━━━ Entries shown
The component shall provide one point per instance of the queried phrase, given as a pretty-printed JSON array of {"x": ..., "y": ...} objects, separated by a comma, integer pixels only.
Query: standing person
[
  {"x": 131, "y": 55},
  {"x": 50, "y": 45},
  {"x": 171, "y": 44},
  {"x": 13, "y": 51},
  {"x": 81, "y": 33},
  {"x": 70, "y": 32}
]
━━━━━━
What is needed is a word-for-word copy of the material above.

The component shall provide one point per instance of the queried phrase, given as a pretty-printed JSON array of {"x": ..., "y": ...} objects, separated by a comma, integer pixels only.
Query: standing person
[
  {"x": 131, "y": 55},
  {"x": 50, "y": 45},
  {"x": 171, "y": 44},
  {"x": 13, "y": 51},
  {"x": 81, "y": 33},
  {"x": 70, "y": 32}
]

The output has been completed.